* EXERCISE GOAL
In the records below, find the line holding "of the bird"; copy it and every line after it to the end, omitting all images.

* AVAILABLE DATA
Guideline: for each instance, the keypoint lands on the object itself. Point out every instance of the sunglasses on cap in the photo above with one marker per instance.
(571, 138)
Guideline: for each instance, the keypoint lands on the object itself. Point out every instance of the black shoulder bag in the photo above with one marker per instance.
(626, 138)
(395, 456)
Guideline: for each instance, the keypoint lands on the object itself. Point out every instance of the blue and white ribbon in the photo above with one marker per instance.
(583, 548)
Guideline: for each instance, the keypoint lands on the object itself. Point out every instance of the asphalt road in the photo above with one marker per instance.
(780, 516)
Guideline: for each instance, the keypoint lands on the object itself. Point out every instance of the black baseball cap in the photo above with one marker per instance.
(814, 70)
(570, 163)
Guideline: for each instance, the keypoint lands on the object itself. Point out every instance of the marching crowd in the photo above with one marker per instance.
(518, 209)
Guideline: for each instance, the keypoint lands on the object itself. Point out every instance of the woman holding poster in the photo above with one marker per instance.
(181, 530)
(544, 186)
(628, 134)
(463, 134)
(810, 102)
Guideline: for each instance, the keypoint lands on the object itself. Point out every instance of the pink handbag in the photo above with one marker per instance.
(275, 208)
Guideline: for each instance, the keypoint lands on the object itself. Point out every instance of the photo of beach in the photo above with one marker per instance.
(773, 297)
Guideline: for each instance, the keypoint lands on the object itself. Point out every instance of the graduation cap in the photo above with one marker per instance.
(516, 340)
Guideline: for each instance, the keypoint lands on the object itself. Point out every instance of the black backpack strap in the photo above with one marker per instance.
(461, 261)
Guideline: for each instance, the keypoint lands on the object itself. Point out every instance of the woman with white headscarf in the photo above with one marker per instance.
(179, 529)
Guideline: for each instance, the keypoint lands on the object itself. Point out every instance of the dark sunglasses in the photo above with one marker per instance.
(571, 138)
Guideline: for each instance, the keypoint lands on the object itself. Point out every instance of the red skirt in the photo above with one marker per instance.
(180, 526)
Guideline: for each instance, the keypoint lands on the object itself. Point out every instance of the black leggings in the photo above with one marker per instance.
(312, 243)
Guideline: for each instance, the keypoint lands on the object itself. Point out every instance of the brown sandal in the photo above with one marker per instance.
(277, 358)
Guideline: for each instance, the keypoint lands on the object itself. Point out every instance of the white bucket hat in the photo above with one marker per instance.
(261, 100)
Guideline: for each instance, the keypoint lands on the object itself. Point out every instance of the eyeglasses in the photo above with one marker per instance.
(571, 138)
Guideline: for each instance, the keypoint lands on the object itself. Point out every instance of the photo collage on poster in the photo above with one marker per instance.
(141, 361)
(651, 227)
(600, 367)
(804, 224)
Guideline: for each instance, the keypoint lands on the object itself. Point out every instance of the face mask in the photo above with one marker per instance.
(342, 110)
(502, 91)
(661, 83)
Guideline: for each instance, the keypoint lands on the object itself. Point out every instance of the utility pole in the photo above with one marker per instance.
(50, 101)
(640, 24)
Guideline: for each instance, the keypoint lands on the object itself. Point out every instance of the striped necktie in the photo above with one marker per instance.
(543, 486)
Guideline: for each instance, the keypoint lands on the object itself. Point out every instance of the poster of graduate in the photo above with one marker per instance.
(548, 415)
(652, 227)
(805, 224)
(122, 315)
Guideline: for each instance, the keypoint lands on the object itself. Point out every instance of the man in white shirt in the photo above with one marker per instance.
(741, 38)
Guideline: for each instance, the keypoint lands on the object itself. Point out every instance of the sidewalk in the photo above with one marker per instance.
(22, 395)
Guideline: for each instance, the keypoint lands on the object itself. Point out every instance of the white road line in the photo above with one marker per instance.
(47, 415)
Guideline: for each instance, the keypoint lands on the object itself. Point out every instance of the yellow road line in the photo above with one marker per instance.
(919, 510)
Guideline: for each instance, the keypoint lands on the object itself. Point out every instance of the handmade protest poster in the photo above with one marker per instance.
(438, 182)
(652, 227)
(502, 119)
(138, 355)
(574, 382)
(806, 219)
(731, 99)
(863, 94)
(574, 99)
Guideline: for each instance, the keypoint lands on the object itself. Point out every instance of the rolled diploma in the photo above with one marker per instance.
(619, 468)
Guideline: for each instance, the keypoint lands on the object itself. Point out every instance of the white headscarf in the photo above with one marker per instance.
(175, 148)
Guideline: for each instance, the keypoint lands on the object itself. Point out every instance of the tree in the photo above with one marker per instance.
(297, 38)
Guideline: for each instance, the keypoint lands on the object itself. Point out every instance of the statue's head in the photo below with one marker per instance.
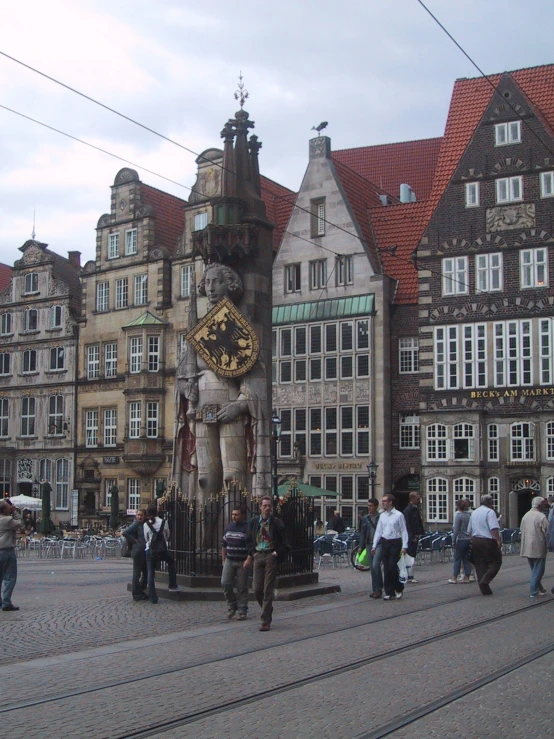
(219, 281)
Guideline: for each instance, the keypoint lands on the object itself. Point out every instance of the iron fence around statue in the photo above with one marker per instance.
(197, 530)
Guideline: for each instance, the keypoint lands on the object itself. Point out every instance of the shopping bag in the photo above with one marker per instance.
(363, 558)
(402, 569)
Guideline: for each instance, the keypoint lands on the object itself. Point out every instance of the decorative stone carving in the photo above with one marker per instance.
(506, 217)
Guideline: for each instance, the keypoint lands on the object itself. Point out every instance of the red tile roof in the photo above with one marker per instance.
(5, 276)
(279, 202)
(390, 165)
(397, 231)
(170, 216)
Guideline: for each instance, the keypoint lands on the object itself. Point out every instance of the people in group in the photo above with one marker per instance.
(337, 524)
(267, 547)
(10, 523)
(367, 532)
(486, 544)
(392, 534)
(534, 527)
(234, 551)
(414, 524)
(156, 534)
(134, 534)
(461, 542)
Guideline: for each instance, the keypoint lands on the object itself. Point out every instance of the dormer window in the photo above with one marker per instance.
(31, 283)
(507, 133)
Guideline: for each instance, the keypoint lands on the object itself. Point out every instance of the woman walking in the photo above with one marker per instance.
(461, 542)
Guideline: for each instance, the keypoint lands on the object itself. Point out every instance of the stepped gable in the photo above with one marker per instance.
(470, 98)
(390, 165)
(170, 215)
(279, 202)
(398, 229)
(361, 195)
(5, 276)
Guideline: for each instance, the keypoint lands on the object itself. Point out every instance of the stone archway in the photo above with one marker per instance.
(520, 498)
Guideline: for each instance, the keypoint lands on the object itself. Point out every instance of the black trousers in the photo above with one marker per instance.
(391, 549)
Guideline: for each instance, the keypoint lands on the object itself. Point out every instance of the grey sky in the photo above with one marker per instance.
(377, 70)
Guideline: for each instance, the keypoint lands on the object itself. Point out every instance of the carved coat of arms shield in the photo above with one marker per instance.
(225, 340)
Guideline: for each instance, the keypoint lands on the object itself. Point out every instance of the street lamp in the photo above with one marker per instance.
(372, 472)
(276, 436)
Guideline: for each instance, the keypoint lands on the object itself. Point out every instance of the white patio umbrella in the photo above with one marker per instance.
(25, 501)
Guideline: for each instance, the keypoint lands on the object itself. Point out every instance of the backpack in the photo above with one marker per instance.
(158, 544)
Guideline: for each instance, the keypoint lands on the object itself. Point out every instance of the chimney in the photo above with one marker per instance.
(74, 258)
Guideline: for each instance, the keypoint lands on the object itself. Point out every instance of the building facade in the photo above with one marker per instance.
(39, 314)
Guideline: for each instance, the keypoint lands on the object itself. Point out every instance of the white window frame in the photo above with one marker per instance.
(93, 362)
(102, 297)
(110, 427)
(455, 276)
(436, 500)
(91, 428)
(28, 417)
(409, 431)
(547, 184)
(135, 354)
(187, 271)
(30, 285)
(113, 246)
(140, 289)
(509, 189)
(408, 355)
(121, 293)
(61, 501)
(522, 442)
(488, 272)
(110, 359)
(152, 419)
(533, 266)
(293, 278)
(472, 194)
(131, 242)
(135, 419)
(507, 133)
(318, 274)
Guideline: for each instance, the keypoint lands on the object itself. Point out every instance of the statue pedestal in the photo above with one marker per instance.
(287, 587)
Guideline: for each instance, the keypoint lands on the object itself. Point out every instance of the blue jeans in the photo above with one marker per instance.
(537, 572)
(461, 556)
(8, 574)
(376, 571)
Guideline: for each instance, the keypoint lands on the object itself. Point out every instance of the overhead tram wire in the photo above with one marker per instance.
(145, 169)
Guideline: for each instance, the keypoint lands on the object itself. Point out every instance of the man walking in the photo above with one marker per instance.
(534, 526)
(414, 524)
(367, 533)
(267, 547)
(234, 552)
(10, 522)
(392, 534)
(486, 544)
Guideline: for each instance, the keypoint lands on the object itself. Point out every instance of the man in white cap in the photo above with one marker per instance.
(534, 526)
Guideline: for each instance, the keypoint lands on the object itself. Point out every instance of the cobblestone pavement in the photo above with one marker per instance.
(79, 638)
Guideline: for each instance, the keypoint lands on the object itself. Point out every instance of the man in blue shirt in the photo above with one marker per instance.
(234, 552)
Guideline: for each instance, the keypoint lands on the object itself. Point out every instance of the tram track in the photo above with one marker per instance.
(286, 687)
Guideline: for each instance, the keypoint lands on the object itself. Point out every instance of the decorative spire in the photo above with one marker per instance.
(241, 94)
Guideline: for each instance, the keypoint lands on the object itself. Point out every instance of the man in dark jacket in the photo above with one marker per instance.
(414, 524)
(136, 541)
(267, 547)
(367, 532)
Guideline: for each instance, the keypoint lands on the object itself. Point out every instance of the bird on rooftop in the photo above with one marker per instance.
(321, 126)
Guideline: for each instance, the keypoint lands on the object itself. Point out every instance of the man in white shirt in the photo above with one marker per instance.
(486, 543)
(392, 534)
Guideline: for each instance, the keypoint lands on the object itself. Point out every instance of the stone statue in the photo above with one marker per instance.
(218, 415)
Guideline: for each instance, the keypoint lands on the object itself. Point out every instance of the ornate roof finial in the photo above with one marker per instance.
(241, 94)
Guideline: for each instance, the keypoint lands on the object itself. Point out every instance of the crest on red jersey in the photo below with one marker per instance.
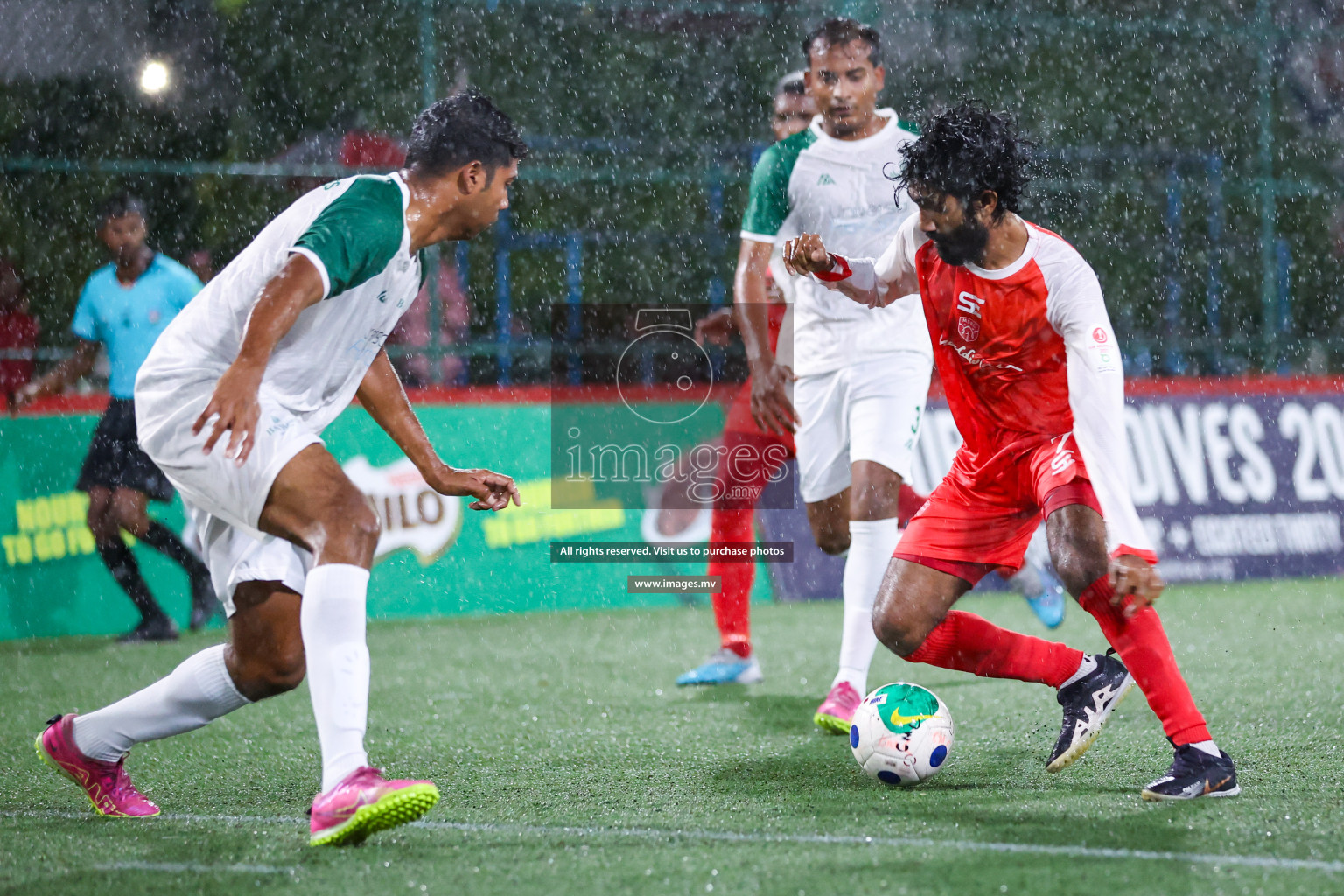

* YOUR SOLUTION
Guideline: for each instance, the keypoint lands on the object itself. Point out every instance of the bird on rooftop in the photo above with one marker per instance.
(321, 126)
Guideline: for each instance, the keypoint lands on the object itself. Point out every instance of the man in white shirt in the photo above with one marker per instance.
(486, 543)
(392, 534)
Guideline: for each instance, the keypoint lands on the object itself. Point out every instance of the stone statue in the photo above with one marker per instance.
(218, 415)
Guideline: for each instance, the keypoint lands on the object itself. Point out every instance of the ornate roof finial in the photo above with one marker per instance.
(241, 94)
Guideline: for each instance, the keypoint lands on the object itself. Point out every instance of the crest on red jersey in the photo below with one marker per instance.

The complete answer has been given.